Görev A: Sayfa alıntısında "Küçük bir çocuk" ile "Su içmek istiyor." arasındaki bölümü, her ikisi de dahil olmak üzere, "yağmura" ifadesini "fırtınaya" ile değiştirerek yeniden yazınız.

Sayfa alıntısı:

━━━━━━━━━━━━━━━━

Gök gürültüyle kükrüyor. Şimşekler çakıyor. Kıyım kıyım yağmur yağmaya başlıyor. Ardı arkası kesilmiyor.
Büyük bir dergâh!
Küçük bir çocuk camdan dışarısını, yağan yağmura bakıyor. O çocuk uykuya yatıyor. Alem-i manada kendisini bir çölde görüyor. Günlerce susuz kalmış. Yanıyor. Yana yana çölde delicesine su arıyor. Bir kuyunun önüne geliyor. Çölde kuyu bulduğuna şaşırıyor. Ve içine bakıyor. Kuyu su ile dolu. Su içmek istiyor.
Tam içecekken bir el zuhur ediyor ve suyu elinden alıp toprağa döküyor.
“Sen bereketin suyunun taşıyıcısısın.” buyuruyor o elin sahibi… Çok kalın bir ses…
Sonra o mübarek zât; “Allah, Allah, Allah” diyerek, “Rabbim sen yücesin. Rabbim sen ulusun, Rabbim ben hiçim, Rabbim ben yokum.” buyuruyor.

━━━━━━━━━━━━━━━━

Sağlanan veriler:
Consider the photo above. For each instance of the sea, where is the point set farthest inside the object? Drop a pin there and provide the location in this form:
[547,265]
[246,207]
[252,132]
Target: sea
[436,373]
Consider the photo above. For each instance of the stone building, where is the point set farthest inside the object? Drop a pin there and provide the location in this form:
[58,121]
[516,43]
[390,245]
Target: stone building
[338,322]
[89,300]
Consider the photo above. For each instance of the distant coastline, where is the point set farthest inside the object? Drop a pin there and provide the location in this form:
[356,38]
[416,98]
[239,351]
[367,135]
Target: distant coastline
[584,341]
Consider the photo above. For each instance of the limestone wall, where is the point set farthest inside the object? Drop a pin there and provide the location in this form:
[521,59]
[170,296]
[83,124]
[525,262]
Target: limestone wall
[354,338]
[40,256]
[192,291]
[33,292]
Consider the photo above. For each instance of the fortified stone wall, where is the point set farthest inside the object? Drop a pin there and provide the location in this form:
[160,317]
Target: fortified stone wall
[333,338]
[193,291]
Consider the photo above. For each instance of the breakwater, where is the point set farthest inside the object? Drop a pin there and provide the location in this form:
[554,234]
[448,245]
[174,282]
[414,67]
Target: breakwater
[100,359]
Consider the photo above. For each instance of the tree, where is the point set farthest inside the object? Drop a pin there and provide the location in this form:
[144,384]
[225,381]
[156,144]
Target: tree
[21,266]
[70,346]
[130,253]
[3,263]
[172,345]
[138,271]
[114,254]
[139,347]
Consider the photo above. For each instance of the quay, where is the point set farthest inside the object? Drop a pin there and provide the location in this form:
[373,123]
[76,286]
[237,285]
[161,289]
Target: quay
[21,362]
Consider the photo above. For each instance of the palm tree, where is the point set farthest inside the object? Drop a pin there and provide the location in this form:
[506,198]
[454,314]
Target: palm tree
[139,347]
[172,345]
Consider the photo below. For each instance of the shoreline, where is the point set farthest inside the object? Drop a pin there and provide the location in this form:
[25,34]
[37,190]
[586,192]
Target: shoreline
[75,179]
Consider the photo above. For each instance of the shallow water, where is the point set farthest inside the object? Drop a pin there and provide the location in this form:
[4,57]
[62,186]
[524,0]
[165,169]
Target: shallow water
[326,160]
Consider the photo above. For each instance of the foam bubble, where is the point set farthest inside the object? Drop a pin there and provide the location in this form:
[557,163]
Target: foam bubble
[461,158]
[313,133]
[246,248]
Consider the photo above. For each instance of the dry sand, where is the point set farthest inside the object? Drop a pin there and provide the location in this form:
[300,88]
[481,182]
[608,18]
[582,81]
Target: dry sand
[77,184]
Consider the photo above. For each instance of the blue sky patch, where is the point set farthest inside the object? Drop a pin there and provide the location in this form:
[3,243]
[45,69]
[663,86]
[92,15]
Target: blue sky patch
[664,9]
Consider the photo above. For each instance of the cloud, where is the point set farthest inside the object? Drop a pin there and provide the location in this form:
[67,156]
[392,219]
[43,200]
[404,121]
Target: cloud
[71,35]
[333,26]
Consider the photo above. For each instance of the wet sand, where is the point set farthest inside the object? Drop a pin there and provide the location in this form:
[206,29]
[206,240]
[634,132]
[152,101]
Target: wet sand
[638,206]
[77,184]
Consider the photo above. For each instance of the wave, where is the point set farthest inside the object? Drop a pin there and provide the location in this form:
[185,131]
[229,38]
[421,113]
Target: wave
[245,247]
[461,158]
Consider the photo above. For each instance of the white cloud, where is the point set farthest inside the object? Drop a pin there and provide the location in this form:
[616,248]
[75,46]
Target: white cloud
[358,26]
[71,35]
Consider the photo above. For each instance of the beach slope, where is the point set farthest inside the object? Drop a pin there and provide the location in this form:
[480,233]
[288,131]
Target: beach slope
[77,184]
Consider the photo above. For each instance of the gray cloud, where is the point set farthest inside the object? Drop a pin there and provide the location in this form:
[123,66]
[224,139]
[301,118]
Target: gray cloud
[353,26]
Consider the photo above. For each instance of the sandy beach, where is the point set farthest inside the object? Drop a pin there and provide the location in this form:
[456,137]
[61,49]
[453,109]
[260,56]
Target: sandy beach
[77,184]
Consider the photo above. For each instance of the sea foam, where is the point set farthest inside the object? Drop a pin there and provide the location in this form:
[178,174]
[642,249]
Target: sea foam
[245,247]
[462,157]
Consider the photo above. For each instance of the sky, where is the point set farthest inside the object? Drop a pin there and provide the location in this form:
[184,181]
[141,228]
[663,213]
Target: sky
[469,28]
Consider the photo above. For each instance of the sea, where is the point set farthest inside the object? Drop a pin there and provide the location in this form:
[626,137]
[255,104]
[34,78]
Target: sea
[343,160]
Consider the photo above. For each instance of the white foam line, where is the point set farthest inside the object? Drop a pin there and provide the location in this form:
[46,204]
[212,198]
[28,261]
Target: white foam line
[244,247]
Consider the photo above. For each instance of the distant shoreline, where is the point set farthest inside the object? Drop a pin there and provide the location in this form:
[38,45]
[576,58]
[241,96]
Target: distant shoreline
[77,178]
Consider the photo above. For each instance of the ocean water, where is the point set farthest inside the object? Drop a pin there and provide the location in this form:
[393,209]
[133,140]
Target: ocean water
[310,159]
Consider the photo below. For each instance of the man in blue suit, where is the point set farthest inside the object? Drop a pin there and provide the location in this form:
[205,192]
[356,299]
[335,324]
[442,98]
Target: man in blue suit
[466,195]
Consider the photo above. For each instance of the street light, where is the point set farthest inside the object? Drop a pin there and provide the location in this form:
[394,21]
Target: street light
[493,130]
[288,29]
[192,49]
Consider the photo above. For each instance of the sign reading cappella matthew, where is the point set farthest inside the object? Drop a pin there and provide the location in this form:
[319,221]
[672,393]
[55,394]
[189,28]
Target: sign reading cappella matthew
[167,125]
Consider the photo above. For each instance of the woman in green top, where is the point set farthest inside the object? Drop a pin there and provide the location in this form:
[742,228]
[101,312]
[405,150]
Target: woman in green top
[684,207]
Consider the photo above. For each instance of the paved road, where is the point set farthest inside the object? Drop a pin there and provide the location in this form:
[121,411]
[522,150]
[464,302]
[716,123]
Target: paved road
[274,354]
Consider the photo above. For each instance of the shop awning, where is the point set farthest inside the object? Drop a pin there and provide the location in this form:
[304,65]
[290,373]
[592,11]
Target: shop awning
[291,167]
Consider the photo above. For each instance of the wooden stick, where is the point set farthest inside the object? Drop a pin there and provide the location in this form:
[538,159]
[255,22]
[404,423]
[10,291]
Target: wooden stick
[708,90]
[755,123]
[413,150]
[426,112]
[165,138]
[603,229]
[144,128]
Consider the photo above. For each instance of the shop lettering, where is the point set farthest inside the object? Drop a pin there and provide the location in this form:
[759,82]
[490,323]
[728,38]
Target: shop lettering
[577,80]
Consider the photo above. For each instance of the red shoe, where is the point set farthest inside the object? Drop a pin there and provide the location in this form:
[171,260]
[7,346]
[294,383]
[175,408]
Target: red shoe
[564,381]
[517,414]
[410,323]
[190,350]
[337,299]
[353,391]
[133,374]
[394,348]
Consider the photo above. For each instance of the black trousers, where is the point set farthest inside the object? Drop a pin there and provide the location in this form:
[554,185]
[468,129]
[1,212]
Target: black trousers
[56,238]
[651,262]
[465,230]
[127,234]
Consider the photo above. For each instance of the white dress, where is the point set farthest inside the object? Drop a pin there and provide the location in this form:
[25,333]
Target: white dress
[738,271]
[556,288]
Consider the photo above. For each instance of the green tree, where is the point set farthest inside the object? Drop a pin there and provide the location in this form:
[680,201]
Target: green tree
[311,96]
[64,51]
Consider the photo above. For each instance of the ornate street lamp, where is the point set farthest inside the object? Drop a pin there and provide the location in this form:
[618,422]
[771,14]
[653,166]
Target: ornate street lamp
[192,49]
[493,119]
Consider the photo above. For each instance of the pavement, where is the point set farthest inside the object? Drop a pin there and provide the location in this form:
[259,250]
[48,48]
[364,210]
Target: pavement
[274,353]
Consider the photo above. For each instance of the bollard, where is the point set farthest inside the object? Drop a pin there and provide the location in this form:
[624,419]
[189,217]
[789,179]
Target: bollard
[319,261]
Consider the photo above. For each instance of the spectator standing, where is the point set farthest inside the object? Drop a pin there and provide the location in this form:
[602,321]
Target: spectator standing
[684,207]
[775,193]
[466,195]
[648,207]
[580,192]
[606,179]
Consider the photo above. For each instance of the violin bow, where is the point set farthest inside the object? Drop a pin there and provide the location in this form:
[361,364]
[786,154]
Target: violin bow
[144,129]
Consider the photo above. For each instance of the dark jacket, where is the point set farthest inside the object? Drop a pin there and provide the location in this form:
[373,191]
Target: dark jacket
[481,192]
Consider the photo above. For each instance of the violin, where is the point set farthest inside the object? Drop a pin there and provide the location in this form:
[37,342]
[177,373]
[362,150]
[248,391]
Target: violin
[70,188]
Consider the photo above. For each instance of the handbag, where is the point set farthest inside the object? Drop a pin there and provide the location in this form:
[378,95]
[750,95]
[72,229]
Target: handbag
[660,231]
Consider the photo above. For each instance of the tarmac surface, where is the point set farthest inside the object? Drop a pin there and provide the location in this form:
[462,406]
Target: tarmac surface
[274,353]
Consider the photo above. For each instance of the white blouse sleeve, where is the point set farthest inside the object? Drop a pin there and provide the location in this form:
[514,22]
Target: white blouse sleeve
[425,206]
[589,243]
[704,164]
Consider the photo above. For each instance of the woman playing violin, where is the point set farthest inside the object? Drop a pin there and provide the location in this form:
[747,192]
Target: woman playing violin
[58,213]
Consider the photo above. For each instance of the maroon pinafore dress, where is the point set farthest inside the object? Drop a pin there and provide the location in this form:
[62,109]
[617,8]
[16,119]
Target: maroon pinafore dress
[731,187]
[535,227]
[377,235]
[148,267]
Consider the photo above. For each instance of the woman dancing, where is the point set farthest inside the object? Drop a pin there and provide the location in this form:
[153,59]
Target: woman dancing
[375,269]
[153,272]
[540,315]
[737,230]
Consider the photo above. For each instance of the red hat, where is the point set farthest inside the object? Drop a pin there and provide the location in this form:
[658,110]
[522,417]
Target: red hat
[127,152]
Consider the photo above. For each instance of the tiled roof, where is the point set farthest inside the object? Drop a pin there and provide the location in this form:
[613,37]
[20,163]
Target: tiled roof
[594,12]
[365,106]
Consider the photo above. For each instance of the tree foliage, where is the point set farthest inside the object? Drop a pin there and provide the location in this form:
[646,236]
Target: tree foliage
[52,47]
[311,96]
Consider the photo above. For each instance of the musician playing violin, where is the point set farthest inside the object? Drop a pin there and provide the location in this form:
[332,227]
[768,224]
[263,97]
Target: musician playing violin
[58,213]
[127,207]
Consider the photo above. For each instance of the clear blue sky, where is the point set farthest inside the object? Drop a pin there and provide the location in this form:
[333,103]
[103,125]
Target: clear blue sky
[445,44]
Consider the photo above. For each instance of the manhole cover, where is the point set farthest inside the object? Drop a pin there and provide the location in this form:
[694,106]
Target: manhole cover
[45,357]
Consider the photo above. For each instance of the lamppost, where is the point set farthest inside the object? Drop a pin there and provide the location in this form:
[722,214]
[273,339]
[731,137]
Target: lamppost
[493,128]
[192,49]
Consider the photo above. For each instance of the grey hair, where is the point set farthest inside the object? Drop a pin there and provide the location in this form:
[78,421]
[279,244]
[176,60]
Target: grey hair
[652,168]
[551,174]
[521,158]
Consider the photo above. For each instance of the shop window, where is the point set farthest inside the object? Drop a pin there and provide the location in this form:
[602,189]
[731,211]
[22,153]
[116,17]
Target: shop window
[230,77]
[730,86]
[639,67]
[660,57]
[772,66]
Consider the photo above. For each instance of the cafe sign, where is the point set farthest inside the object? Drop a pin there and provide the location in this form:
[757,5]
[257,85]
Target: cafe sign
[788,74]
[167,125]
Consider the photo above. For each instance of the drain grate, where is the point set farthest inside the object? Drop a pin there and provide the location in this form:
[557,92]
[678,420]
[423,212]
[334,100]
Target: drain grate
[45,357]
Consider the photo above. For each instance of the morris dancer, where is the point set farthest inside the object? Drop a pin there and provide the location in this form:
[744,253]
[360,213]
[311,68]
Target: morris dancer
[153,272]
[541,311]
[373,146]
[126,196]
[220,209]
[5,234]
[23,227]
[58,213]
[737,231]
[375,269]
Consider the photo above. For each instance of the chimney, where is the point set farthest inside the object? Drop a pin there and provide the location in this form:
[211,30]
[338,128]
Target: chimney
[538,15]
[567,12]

━━━━━━━━━━━━━━━━

Görev B: Listede "below" dizesini içeren satırların sayısını belirtiniz; büyük-küçük harf ayrımı gözetilmelidir ve yalnızca sayı verilmelidir.

Görev çıktısı A:
Küçük bir çocuk camdan dışarısını, yağan fırtınaya bakıyor. O çocuk uykuya yatıyor. Alem-i manada kendisini bir çölde görüyor. Günlerce susuz kalmış. Yanıyor. Yana yana çölde delicesine su arıyor. Bir kuyunun önüne geliyor. Çölde kuyu bulduğuna şaşırıyor. Ve içine bakıyor. Kuyu su ile dolu. Su içmek istiyor.

Görev çıktısı B: 2